* [Work to complete]: Reproduce word for word the part of the sobriety forum text below that runs from "I recommend a" up to and including "outpatient rehab, whatever).".

Hi again Mafruski :)

From previous threads I remember it's not possible for you to move out or cut ties...so you're going to really have to work a tough programme if you really want change....

It''s not impossible - I've seen people get sober and stay that way in similar situations.

Fully shoulder the responsibility for your own recovery...take the reins...it'll be worth the effort.

I recommend a meeting based recovery group (AA or some other group like SMART or LifeRing) alongsde SR and whatever else you can find (counselling, outpatient rehab, whatever).

There's no such thing as too much support :)

D

August252015 09-14-2016 04:10 PM

^^^^What's the plan?

Want- good. Ideas - good. Action? Critical.

Every day, you have to choose not to drink. You have to have tools that are more than just good thoughts and I'll try; you can learn and improve your ability to make good choices with a plan. AA and other programs are plans of ACTION.

* [Records supplied]:
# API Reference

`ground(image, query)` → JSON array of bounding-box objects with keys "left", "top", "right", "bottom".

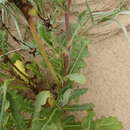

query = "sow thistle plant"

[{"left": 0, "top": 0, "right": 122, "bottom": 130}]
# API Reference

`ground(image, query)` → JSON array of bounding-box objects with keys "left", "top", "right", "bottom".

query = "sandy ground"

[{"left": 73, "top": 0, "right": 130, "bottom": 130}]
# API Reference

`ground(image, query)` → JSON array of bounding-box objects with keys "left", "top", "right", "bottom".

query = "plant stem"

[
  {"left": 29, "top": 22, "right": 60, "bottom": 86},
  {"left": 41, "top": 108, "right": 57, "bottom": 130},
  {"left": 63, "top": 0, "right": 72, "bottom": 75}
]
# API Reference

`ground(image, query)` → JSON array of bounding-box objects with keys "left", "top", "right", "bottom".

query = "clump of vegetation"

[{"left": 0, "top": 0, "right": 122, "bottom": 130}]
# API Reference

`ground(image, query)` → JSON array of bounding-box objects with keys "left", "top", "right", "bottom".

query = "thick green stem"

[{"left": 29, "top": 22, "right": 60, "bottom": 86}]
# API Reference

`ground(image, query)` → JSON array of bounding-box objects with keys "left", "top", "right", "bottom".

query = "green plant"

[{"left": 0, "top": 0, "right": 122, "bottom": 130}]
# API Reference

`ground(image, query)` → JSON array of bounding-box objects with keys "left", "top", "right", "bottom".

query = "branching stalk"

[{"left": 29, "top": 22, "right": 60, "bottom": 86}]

...

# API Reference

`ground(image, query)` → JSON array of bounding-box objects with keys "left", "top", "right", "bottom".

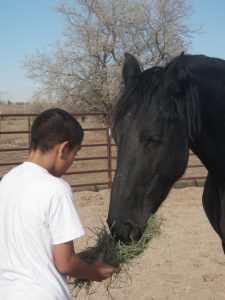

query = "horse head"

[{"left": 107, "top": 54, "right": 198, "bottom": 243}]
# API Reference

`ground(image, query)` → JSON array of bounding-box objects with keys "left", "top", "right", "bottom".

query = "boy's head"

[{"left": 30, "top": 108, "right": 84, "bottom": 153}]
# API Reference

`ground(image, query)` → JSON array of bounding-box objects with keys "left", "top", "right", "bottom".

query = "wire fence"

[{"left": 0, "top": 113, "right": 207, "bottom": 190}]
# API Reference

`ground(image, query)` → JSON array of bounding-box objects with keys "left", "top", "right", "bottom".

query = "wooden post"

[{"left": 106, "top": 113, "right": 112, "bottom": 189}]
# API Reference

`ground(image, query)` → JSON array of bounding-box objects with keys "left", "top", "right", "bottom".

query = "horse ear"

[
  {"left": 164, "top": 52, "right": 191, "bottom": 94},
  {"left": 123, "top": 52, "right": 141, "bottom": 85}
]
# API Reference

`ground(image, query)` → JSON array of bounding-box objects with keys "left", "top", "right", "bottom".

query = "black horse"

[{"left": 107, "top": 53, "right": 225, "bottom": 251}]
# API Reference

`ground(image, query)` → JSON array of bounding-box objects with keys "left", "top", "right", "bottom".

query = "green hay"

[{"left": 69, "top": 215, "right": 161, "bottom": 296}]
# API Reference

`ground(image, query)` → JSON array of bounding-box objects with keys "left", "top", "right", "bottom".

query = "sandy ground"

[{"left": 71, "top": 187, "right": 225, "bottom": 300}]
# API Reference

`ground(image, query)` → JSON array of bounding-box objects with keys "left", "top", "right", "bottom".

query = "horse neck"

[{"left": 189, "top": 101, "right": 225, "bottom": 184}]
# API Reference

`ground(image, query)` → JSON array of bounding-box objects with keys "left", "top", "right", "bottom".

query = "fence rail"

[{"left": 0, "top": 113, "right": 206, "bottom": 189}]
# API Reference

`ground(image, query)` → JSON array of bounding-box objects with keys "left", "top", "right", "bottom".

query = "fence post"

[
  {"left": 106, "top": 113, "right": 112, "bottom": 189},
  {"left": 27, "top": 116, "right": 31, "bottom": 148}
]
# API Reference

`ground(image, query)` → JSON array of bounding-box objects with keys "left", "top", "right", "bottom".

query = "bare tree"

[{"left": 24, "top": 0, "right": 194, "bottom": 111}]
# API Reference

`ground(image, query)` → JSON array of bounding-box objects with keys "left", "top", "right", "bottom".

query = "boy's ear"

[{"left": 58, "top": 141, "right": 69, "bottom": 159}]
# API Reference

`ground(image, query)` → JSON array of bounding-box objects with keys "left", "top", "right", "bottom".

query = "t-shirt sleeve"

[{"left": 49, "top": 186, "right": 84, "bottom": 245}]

==

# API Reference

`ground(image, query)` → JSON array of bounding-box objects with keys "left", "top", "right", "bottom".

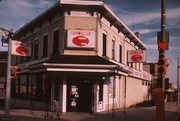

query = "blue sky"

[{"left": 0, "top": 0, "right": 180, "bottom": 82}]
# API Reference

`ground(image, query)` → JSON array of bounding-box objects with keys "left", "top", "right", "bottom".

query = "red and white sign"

* [Solution for this problem]:
I recommend a meeting based recovery group (AA or some other group like SMART or LifeRing) alongsde SR and whatever else you can find (counselling, outpatient rehab, whatever).